• _TRECHO FORNECIDO_
────────────────

Sujismundo ou como a ditadura nos olhava: o autoritarismo e a associação entre povo, sujeira e doenças
Retomamos as postagens do Blog de História da UNILA em 2018 com post do prof. Paulo Renato, a respeito de campanha de higiene da Ditadura Militar brasileira dos anos 1970, que muito nos revela acerca das visões daquele regime sobre o povo. Boa leitura!
Em tempos de intervenção militar no Rio de Janeiro e de
pré-campanha eleitoral na qual candidatos e eleitores expressam o seu
saudosismo pelos tempos da ditadura no Brasil, cabe lembrar que a visão
autoritária dos militares sobre o povo brasileiro se manifestava inclusive
sobre práticas simples do cotidiano. Conforme destacam Maria Hermínia Tavares
de Almeida e Luiz Weis, nos “(...) regimes de força, os limites entre as
dimensões pública e privada são mais imprecisos e movediços do que nas
democracias” (ALMEIDA; WEIS, 1998, p. 327).
Um exemplo dessa visão autoritária pode ser vista em
Sujismundo, personagem patrocinado pela ditadura na década de 1970. Sujismundo
foi para as telas da televisão e até mesmo dos cinemas para “educar” o povo
brasileiro quanto à limpeza de ambientes, higiene pessoal e prevenção de
doenças. Pode-se argumentar que seria uma questão de saúde pública e que os
militares teriam sido movidos pelas melhores intenções. Contudo, cabe prestar
bastante atenção nos vídeos de Sujismundo reunidos a seguir:
Sujismundo é sempre o culpado pelos seus atos e pelos
problemas que causa aos que estão e vivem ao seu redor. Parece viver em um
mundo ideal, onde todos teriam educação, saúde, trabalho, transporte e as ruas
seriam limpas – se não fosse o Sujismundo, claro! A poluição dos rios seria
culpa “das pessoas” que os sujariam e o grande problema seriam os “Sujismundos”
que tomariam banho neles – vale recordar que o “progresso” da ditadura aumentou
bastante os nossos problemas ambientais, mas é claro que não há uma única
palavra sobre isto nas histórias de Sujismundo. E, segundo o Dr. Prevenildo, os
que não teriam acesso à saneamento básico poderiam facilmente resolver este
problema construindo fossas por conta própria. O autoritarismo se manifesta
quando um governo se isenta de responsabilidades pelos problemas de sua
sociedade e tenta culpar grupos sociais específicos ou indivíduos que seriam
representantes destes grupos. Porém, no caso de Sujismundo, o discurso
autoritário se esconde, por exemplo, no discurso “científico” do Dr.

────────────────

• _INFORMAÇÕES_
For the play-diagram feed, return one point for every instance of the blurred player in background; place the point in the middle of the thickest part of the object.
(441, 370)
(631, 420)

────────────────

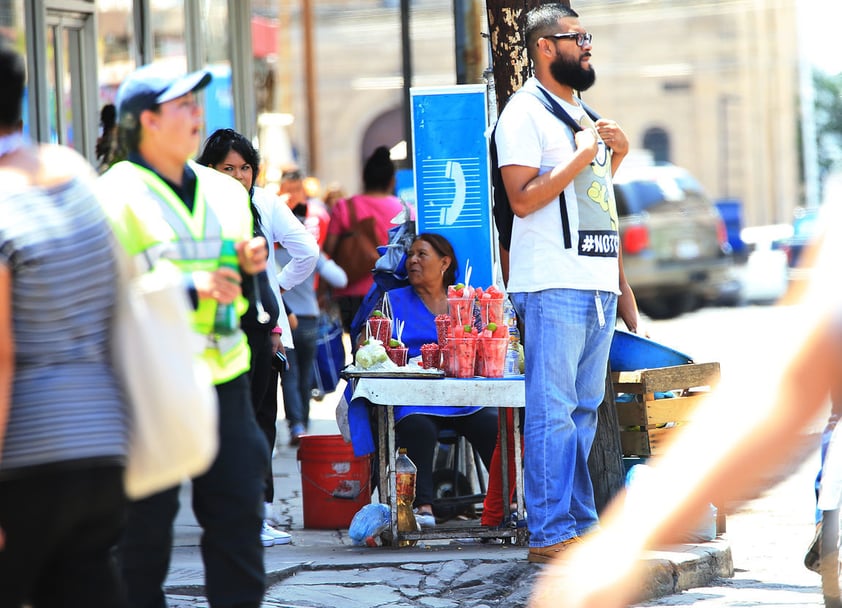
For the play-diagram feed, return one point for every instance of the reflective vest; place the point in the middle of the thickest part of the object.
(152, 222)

────────────────

Dê continuidade ao texto sobre Sujismundo a partir do ponto em que ele termina.

• _RESPOSTA À TAREFA_
Prevenildo. Sidney Chalhoub, ao analisar o discurso higienista no Brasil na
segunda metade do século XIX e início do XX, destaca que o “(...) mais trágico
em toda essa história é que a alegação de 'cientificidade' (…) traz sempre em
seu cerne a violência contra a cidadania. Se os administradores (…) são eles
próprios governados por imperativos ditos 'científicos' (…), não há o que
negociar com os cidadãos, essa massa de ignorantes portadores de todos os vícios
(…).” (CHALHOUB, 1996, p. 58). O “não há o que negociar” se manifesta quando
Sujismundo é retratado como indiferente à insatisfação daqueles que estão ao
seu redor, quando é alvo de chacota ou, ainda, no episódio em seu ambiente de
trabalho, quando é colocado para trabalhar dentro da lixeira pelo seu chefe –
por isso não era chefe e nunca o seria. Eram anos de industrialização e
interessava à ditadura formar uma mão-de-obra sadia, disciplinada e produtiva.
É claro que essa associação entre povo e sujeira já existia
antes da ditadura e continua existindo sob formas variadas. Uma variação dessa
imagem é a que associa os mais pobres à violência, como estamos vendo com
frequência atualmente. É um discurso elitista que tem o objetivo de legitimar
hierarquias e exclusões sociais, como se essas práticas não estivessem
presentes em diferentes grupos sociais. Entretanto, a ditadura potencializou a
difusão dessas imagens pejorativas sobre o povo ao coibir com particular
intensidade a livre manifestação daqueles que eram e são vítimas desses
discursos preconceituosos.
Referências bibliográficas.
ALMEIDA, Maria Hermínia Tavares de; WEIS, Luiz. Carro-Zero e
Pau-de-Arara: o cotidiano da oposição de classe média ao regime militar. In:
SCHWARCZ, Lilia Moritz (Org.). História da Vida Privada no Brasil: contrastes
da intimidade contemporânea. São Paulo: Companhia das Letras, 1998. v. 4.
CHALHOUB, Sidney. Cidade Febril: cortiços e epidemias
na Corte imperial. São Paulo: Companhia das Letras, 1996.